** START **
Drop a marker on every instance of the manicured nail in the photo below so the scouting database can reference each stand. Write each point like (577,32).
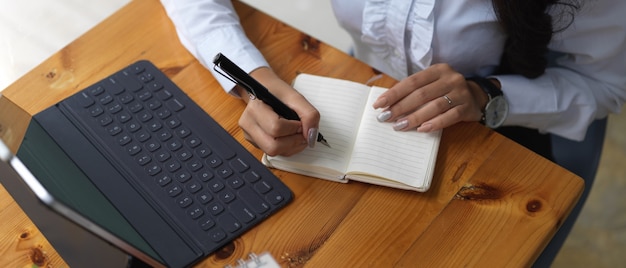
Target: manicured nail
(384,116)
(426,127)
(401,124)
(312,137)
(381,102)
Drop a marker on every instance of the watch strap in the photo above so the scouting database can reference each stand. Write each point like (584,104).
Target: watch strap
(487,86)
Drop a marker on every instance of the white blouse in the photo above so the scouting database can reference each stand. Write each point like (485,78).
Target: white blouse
(401,37)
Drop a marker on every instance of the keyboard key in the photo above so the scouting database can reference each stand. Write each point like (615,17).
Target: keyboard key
(181,158)
(184,201)
(217,235)
(241,211)
(229,223)
(204,197)
(215,208)
(239,165)
(206,223)
(174,191)
(174,105)
(263,187)
(164,180)
(227,196)
(195,212)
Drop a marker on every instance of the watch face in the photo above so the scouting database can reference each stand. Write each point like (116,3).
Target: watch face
(496,111)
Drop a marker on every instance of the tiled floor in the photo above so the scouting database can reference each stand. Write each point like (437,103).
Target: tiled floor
(31,30)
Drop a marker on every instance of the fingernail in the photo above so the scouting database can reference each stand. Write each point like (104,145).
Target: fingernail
(384,116)
(401,124)
(312,137)
(381,102)
(426,127)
** END **
## The request
Render each line of the rows above as a Markdown table with the columns Line and Text. Skip blank lines and omit the pictures.

## Full output
| Line | Text |
|---|---|
| 1 | Drop a marker on every instance of the manicured nail in the photo below so the scouting database can reference each stand. Write each point like (577,32). |
| 2 | Target: manicured nail |
| 3 | (384,116) |
| 4 | (426,127) |
| 5 | (401,124) |
| 6 | (312,137) |
| 7 | (381,102) |
| 8 | Drop a marker on every instance of the watch strap in the photo above so the scouting database can reference each stand. Write each point like (584,104). |
| 9 | Target: watch strap |
| 10 | (487,86) |
| 11 | Drop a marker on every instance of the white blouse in the photo above so the scouting database can reference each stand. Write each point like (485,78). |
| 12 | Target: white blouse |
| 13 | (401,37) |
| 14 | Drop a marker on every instance of the keyboard key in the photo above so the scouting database can reference each stand. Write each point like (615,17). |
| 15 | Target: keyboard key |
| 16 | (181,158) |
| 17 | (184,201) |
| 18 | (217,235) |
| 19 | (241,211) |
| 20 | (229,223) |
| 21 | (204,197) |
| 22 | (215,208) |
| 23 | (239,165) |
| 24 | (206,223) |
| 25 | (174,191) |
| 26 | (174,105) |
| 27 | (263,187) |
| 28 | (164,180) |
| 29 | (227,196) |
| 30 | (195,212) |
| 31 | Drop a marker on every instance of the watch face in the photo above so the scouting database can reference each stand. Write each point like (116,3). |
| 32 | Target: watch face |
| 33 | (496,111) |
| 34 | Drop a marker on every instance of the tiled floor in the photo above so the scouting database can reference each stand. Write each point like (437,103). |
| 35 | Target: tiled floor |
| 36 | (31,30) |
| 37 | Drop a marker on every instance of the fingernail in the photo above so the scouting database can reference each stand. Write each point like (104,145). |
| 38 | Target: fingernail |
| 39 | (384,116) |
| 40 | (401,124) |
| 41 | (312,137) |
| 42 | (381,102) |
| 43 | (426,127) |